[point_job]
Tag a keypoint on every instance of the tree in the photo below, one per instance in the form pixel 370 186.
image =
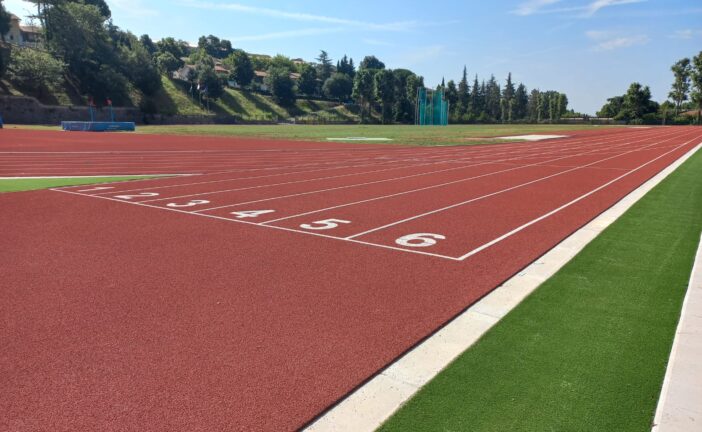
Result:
pixel 4 21
pixel 345 66
pixel 338 86
pixel 384 82
pixel 637 103
pixel 681 84
pixel 324 68
pixel 148 44
pixel 208 82
pixel 696 76
pixel 492 99
pixel 217 48
pixel 167 63
pixel 403 111
pixel 177 48
pixel 363 90
pixel 612 108
pixel 281 86
pixel 452 97
pixel 521 103
pixel 508 100
pixel 371 62
pixel 477 100
pixel 307 84
pixel 241 68
pixel 463 94
pixel 35 70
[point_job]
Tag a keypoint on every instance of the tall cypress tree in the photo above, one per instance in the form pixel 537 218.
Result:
pixel 463 94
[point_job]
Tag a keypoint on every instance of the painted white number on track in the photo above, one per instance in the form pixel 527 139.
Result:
pixel 324 224
pixel 251 213
pixel 419 240
pixel 139 195
pixel 96 189
pixel 188 204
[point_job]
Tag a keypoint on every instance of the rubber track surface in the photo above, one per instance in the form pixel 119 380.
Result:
pixel 124 317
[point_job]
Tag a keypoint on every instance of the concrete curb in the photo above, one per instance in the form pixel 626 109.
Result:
pixel 370 405
pixel 680 405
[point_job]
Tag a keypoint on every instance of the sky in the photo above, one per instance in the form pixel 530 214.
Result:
pixel 589 49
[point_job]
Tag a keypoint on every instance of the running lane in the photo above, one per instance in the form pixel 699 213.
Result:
pixel 124 317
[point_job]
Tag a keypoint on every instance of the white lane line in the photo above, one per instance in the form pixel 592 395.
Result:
pixel 516 167
pixel 564 206
pixel 399 178
pixel 328 177
pixel 503 191
pixel 160 176
pixel 369 406
pixel 259 225
pixel 473 155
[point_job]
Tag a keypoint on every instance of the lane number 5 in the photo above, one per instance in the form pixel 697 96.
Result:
pixel 324 224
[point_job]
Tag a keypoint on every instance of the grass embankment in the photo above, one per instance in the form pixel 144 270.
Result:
pixel 400 134
pixel 587 351
pixel 20 184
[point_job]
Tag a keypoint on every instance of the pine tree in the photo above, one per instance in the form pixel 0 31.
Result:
pixel 464 94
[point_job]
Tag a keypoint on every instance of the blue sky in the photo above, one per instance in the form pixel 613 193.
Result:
pixel 589 49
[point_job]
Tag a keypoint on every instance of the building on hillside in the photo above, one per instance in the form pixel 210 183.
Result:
pixel 185 73
pixel 29 36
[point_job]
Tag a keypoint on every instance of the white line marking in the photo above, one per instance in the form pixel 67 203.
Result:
pixel 501 191
pixel 368 407
pixel 400 178
pixel 564 206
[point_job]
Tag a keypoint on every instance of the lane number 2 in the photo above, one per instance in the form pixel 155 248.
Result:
pixel 139 195
pixel 251 213
pixel 324 224
pixel 191 203
pixel 419 239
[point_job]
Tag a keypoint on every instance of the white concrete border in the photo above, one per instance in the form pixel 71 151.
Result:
pixel 369 406
pixel 680 405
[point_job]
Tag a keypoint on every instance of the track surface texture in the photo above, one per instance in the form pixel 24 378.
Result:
pixel 179 304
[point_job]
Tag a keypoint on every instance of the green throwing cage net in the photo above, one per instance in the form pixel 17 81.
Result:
pixel 432 107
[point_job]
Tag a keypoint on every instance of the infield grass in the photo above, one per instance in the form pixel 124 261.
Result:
pixel 587 351
pixel 20 184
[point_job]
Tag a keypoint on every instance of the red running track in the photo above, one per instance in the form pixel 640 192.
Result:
pixel 123 313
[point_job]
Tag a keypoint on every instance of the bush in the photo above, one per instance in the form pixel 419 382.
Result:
pixel 35 70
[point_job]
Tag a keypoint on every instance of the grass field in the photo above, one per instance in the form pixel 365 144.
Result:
pixel 587 351
pixel 399 134
pixel 18 185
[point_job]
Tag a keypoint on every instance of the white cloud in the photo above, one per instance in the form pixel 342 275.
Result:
pixel 583 11
pixel 686 34
pixel 285 34
pixel 532 6
pixel 608 40
pixel 597 5
pixel 132 8
pixel 300 16
pixel 377 42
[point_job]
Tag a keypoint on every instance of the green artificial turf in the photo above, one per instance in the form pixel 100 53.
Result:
pixel 587 351
pixel 399 134
pixel 20 184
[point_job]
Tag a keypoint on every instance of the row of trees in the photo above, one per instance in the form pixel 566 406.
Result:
pixel 636 106
pixel 487 102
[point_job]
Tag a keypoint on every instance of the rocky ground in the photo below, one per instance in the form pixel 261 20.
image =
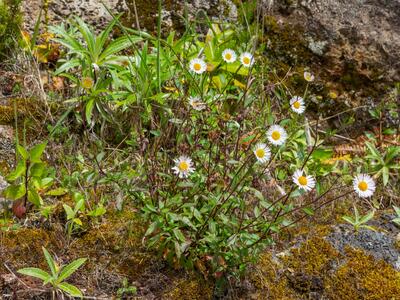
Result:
pixel 353 47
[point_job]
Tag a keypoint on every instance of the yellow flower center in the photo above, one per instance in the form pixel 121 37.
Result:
pixel 87 83
pixel 260 153
pixel 303 180
pixel 363 186
pixel 276 135
pixel 183 166
pixel 197 66
pixel 296 105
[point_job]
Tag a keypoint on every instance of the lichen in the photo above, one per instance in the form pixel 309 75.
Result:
pixel 363 277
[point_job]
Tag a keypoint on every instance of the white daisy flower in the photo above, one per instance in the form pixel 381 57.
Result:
pixel 364 185
pixel 305 182
pixel 297 104
pixel 229 55
pixel 308 76
pixel 247 59
pixel 183 166
pixel 262 152
pixel 196 103
pixel 197 65
pixel 277 135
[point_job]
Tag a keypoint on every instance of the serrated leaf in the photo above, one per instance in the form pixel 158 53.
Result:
pixel 37 151
pixel 57 192
pixel 18 172
pixel 50 262
pixel 23 152
pixel 70 289
pixel 70 269
pixel 35 272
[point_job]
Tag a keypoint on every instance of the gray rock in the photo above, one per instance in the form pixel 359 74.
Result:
pixel 377 243
pixel 93 11
pixel 363 34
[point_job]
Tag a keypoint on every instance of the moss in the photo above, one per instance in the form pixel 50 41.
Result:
pixel 23 247
pixel 314 257
pixel 191 288
pixel 317 268
pixel 269 281
pixel 363 277
pixel 6 114
pixel 117 243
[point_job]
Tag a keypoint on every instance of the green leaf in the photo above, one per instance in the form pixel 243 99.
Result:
pixel 23 152
pixel 367 217
pixel 151 228
pixel 179 235
pixel 18 172
pixel 15 192
pixel 70 289
pixel 34 197
pixel 37 169
pixel 67 66
pixel 89 109
pixel 385 175
pixel 377 155
pixel 71 268
pixel 309 211
pixel 50 262
pixel 37 151
pixel 57 192
pixel 68 210
pixel 349 219
pixel 35 272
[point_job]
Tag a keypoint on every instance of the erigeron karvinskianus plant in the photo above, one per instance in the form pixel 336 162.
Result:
pixel 29 180
pixel 57 276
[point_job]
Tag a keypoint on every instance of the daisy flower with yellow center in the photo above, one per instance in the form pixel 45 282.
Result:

- - -

▸ **What you are asked to do**: Copy the listing word for word, starting at its first line and ending at the line containing "pixel 464 94", and leave the pictures out.

▸ **Correct output**:
[point_job]
Tag a keypoint on every instance of the tree in the photo below, one per instance in the form pixel 370 186.
image =
Result:
pixel 4 21
pixel 345 66
pixel 338 86
pixel 384 82
pixel 637 103
pixel 681 84
pixel 324 68
pixel 148 44
pixel 208 82
pixel 696 76
pixel 492 99
pixel 217 48
pixel 167 63
pixel 403 111
pixel 177 48
pixel 363 90
pixel 612 108
pixel 281 86
pixel 452 97
pixel 521 103
pixel 508 100
pixel 371 62
pixel 477 100
pixel 307 84
pixel 241 68
pixel 463 94
pixel 35 70
[point_job]
Tag a keypoint on every instance of the tall cypress tree in the photo above, one per instance in the form pixel 537 218.
Result:
pixel 463 94
[point_job]
Tag a keypoint on every instance of the painted white number on track in the photo above, one per instance in the form pixel 527 139.
Result:
pixel 324 224
pixel 251 213
pixel 419 240
pixel 139 195
pixel 96 189
pixel 188 204
[point_job]
Tag a keypoint on every instance of the rubber track surface in the photo above, one per instance in the form pixel 119 380.
Result:
pixel 124 317
[point_job]
Tag a keypoint on every instance of the concrete curb in the photo above, one per instance in the form pixel 626 109.
Result:
pixel 370 405
pixel 680 405
[point_job]
Tag a keypoint on every instance of the sky in the photo above, one per instance in the form pixel 530 214.
Result:
pixel 589 49
[point_job]
Tag a keypoint on every instance of the running lane in the photo above, one per instance in the form pixel 699 213.
Result:
pixel 124 317
[point_job]
Tag a keypoint on every instance of the white lane line in the photo above, one per instance in the form pixel 592 395.
Result:
pixel 516 167
pixel 564 206
pixel 399 178
pixel 328 177
pixel 503 191
pixel 160 176
pixel 369 406
pixel 259 225
pixel 473 155
[point_job]
Tag a keypoint on every instance of the lane number 5 in the photo above, one per instance in the form pixel 697 96.
Result:
pixel 324 224
[point_job]
Tag a keypoint on every instance of the grass embankment in the photo above, one per instance in the form pixel 144 270.
Result:
pixel 400 134
pixel 587 351
pixel 20 184
[point_job]
Tag a keypoint on every instance of the pine tree in the photo above, one per instance in the form pixel 0 31.
Result:
pixel 464 94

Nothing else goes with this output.